● PAGE EXCERPT:
------------------------

Danger One is a 2018 action comedy film directed by Tom Oesch, written by Steffen Schlachtenhaufen, and starring Tom Everett Scott, James Jurdi, Angelica Celaya, and Denis O'Hare. The film was acquired by Freestyle Releasing, the digital division of Byron Allen Entertainment Studios, and released theatrically and via digital platforms on September 14, 2018.

Plot
When paramedics Dean and Eric get a 911 call that leads them to discover a million dollars sewn into the clothes of a dying man, erratic Dean persuades reluctant Eric to keep the money. When their colleagues, the dangerously seductive Brie and the temperamental fireman Max, learn of the matter, things grow more complicated as internal greed, betrayal, and double crosses ensue. Making matters even worse is an eccentric, opera-loving bag man who is on the hunt for the money as well. As twists, turns, and mayhem pile up, Dean and Eric soon discover that in the ambulance business, life or death are only one call away.

------------------------

● TASK DIRECTIONS: Please return the stretch of the Danger One film summary from "Danger One is" through "September 14, 2018.", copied word for word. The lines that follow are not needed for anything here.

● STORED ROWS:

------------------------

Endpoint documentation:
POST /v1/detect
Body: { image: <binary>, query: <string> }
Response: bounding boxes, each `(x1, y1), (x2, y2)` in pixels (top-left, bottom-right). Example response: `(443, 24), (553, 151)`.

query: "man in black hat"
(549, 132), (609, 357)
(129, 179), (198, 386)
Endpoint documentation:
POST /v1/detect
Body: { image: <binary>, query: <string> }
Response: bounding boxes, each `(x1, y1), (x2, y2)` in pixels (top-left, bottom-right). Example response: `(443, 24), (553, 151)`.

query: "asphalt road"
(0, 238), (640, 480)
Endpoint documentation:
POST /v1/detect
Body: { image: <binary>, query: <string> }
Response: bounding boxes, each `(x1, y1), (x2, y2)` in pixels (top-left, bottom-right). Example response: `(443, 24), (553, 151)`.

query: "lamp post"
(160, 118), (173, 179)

------------------------

● SOLUTION:
Danger One is a 2018 action comedy film directed by Tom Oesch, written by Steffen Schlachtenhaufen, and starring Tom Everett Scott, James Jurdi, Angelica Celaya, and Denis O'Hare. The film was acquired by Freestyle Releasing, the digital division of Byron Allen Entertainment Studios, and released theatrically and via digital platforms on September 14, 2018.